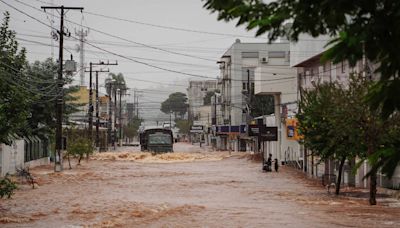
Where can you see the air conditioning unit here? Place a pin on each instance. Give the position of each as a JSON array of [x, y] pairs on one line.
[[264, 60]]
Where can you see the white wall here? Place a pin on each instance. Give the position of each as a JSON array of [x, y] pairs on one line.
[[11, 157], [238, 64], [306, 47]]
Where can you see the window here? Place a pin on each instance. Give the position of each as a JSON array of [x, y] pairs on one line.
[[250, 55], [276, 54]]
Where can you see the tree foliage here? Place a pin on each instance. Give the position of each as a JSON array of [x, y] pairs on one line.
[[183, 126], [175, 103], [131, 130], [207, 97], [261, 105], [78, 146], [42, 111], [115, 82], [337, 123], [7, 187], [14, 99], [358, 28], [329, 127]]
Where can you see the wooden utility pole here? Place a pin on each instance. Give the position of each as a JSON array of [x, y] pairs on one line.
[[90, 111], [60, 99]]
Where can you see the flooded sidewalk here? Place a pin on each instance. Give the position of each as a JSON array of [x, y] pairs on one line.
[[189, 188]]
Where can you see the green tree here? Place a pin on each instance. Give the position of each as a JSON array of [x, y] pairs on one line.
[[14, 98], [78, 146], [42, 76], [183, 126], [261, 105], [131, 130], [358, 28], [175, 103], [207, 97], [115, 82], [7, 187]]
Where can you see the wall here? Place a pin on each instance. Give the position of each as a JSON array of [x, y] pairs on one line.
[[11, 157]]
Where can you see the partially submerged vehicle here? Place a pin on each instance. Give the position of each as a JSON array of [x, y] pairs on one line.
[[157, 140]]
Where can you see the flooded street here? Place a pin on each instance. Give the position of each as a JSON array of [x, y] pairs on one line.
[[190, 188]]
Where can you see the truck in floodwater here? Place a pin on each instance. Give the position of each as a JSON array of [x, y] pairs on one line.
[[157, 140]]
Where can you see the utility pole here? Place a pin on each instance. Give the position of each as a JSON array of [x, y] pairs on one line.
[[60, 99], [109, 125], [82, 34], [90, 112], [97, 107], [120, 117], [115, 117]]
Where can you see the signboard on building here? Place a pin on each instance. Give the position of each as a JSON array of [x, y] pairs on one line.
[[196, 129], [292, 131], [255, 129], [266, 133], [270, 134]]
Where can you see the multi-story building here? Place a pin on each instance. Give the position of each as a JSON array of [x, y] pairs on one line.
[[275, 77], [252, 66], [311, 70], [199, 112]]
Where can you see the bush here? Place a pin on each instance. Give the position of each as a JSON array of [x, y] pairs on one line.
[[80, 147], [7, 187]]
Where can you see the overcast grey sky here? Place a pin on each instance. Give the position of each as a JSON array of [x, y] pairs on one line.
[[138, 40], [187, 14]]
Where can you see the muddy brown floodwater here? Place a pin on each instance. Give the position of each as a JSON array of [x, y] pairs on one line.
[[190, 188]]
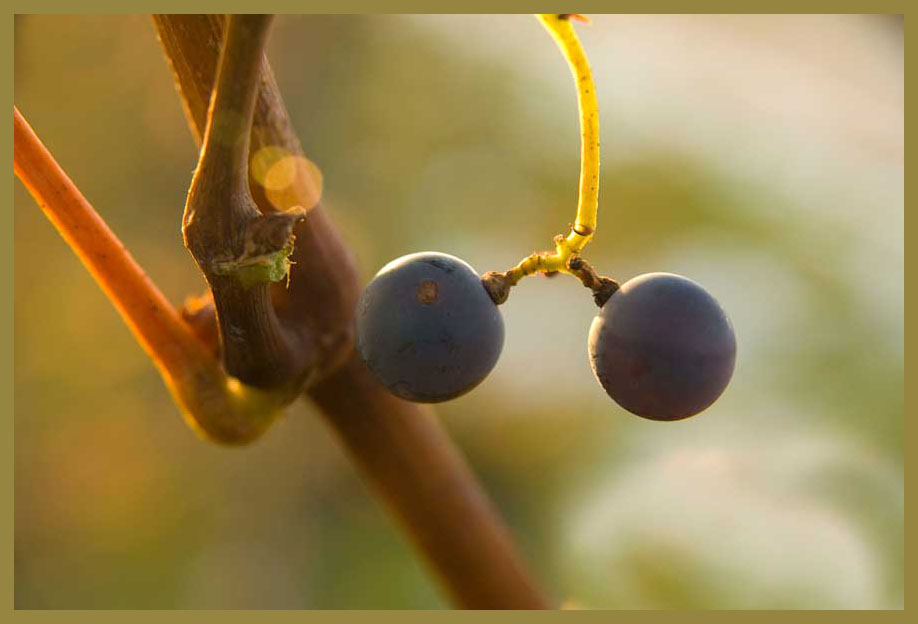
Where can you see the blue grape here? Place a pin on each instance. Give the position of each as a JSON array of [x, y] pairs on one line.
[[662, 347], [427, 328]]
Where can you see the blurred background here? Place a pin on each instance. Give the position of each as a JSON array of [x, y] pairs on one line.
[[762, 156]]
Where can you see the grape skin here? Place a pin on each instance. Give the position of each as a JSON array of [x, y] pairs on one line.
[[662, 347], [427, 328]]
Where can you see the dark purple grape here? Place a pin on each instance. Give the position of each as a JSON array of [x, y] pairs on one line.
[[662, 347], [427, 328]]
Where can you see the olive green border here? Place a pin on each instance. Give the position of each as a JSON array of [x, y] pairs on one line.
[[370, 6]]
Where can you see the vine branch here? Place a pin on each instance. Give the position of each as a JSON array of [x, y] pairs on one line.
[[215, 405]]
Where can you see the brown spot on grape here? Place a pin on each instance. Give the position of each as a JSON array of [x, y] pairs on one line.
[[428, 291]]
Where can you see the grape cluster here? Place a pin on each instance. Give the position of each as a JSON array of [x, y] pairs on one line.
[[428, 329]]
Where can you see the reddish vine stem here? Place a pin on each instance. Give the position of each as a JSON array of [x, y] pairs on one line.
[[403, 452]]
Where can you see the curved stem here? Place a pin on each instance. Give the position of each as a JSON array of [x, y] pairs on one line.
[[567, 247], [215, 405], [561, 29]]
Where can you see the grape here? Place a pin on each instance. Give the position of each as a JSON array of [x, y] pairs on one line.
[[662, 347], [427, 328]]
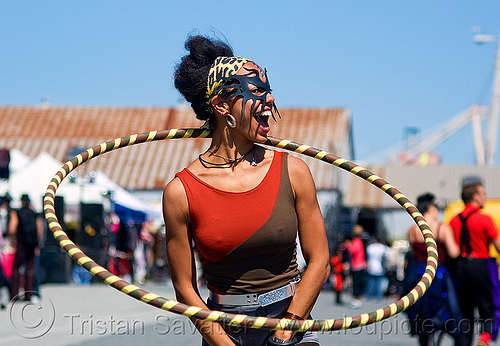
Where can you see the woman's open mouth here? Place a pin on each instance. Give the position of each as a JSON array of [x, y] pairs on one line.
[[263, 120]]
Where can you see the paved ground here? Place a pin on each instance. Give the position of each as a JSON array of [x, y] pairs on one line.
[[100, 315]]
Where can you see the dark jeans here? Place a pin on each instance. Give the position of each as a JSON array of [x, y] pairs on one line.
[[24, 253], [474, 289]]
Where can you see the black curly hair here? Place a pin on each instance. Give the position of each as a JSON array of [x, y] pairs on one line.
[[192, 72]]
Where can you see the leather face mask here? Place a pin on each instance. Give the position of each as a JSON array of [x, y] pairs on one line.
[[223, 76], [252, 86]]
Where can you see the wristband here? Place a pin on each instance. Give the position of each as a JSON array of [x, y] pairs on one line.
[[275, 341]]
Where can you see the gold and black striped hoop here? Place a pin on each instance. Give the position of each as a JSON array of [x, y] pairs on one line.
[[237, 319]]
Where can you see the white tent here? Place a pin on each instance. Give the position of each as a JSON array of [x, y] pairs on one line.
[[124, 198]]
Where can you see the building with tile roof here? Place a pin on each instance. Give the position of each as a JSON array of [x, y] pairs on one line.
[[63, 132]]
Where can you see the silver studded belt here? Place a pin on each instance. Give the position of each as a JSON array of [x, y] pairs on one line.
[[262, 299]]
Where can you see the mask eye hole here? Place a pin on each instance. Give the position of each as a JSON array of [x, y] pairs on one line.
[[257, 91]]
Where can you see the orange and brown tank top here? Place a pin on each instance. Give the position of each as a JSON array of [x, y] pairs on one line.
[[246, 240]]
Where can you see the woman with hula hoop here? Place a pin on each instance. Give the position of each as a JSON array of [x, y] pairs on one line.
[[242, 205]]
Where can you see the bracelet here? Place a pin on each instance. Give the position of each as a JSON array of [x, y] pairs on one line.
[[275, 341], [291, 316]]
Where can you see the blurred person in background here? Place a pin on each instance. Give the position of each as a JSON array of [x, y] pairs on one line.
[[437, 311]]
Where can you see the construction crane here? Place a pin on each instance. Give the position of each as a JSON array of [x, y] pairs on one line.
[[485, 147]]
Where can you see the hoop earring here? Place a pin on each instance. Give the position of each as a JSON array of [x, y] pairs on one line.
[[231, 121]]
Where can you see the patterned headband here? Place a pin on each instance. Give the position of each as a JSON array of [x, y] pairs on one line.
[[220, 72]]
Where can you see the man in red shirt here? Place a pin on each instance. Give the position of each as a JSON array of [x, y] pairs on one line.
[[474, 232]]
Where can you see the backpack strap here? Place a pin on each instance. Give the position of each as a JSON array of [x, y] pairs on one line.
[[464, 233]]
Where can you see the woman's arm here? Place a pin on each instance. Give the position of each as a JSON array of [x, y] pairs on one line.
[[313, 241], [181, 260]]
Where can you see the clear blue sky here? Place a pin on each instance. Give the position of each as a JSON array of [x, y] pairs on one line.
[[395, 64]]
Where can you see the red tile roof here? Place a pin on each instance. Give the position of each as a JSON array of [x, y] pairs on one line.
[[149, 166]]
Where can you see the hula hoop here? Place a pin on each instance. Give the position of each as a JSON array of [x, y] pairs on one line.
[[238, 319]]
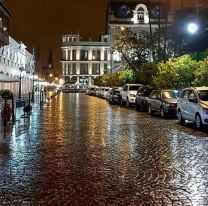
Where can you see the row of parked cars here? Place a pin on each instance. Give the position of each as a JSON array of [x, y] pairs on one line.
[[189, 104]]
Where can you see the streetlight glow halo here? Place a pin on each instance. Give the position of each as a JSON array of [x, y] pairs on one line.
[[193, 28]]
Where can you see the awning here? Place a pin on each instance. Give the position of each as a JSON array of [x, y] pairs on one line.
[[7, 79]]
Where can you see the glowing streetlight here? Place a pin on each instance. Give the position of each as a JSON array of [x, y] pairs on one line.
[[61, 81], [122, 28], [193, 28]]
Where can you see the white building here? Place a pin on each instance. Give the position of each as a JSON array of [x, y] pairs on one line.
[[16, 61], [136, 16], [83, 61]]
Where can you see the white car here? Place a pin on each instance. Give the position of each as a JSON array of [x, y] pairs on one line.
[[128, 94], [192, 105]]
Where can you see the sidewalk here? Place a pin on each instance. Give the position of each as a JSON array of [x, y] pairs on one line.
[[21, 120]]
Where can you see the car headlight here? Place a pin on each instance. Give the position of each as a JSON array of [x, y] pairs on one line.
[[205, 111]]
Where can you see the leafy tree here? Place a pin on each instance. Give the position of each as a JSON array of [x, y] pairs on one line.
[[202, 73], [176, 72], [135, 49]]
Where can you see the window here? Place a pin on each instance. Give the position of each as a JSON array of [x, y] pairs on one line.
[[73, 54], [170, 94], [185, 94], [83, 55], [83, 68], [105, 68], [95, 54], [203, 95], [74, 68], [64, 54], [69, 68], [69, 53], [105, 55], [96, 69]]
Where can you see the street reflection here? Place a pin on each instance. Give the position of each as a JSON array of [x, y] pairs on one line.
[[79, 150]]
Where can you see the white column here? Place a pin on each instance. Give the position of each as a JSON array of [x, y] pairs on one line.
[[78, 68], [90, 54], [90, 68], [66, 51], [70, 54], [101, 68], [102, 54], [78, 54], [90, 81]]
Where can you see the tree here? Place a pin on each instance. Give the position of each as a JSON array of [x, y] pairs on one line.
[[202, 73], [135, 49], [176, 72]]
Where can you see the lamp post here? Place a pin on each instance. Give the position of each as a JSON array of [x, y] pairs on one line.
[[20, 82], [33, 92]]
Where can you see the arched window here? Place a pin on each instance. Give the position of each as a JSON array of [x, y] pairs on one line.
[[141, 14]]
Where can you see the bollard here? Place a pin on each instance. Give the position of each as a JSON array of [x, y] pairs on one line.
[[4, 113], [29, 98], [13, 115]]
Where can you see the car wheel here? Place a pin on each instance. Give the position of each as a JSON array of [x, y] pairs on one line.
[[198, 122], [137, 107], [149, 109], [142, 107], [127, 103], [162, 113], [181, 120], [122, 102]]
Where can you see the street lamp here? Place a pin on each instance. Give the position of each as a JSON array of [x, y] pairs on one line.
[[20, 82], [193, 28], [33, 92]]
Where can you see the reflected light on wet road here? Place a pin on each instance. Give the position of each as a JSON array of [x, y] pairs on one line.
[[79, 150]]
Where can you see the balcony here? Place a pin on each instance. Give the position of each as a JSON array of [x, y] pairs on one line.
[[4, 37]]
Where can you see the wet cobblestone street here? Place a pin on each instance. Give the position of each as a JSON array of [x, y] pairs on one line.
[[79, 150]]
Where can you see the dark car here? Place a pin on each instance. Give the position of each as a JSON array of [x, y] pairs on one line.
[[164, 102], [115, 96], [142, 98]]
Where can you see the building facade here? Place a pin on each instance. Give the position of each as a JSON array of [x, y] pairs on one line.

+++

### GOAL OF THE EXERCISE
Lay out the entries from the start through the line holding "[[250, 55], [276, 54]]", inclusive, as a two-column CSV with the headers instruction and points. Give one row per entry, put each field in quotes with line breaks turned into spaces, and leave out the pictures.

### RESPONSE BELOW
instruction,points
"Where can you see the air conditioning unit here? Place a pin on each instance. Give the position of each as a JSON array of [x, y] pairs on one line.","[[264, 60]]"
"Where can you see the white wall here? Place a pin on each instance. Give the position of each as a JSON array of [x, y] pairs on one line.","[[11, 157], [238, 64], [306, 47]]"
"Where can you see the window here? Place a pin on each instance. Give the position of each as a JSON array of [x, y] pairs on one line.","[[250, 55], [276, 54]]"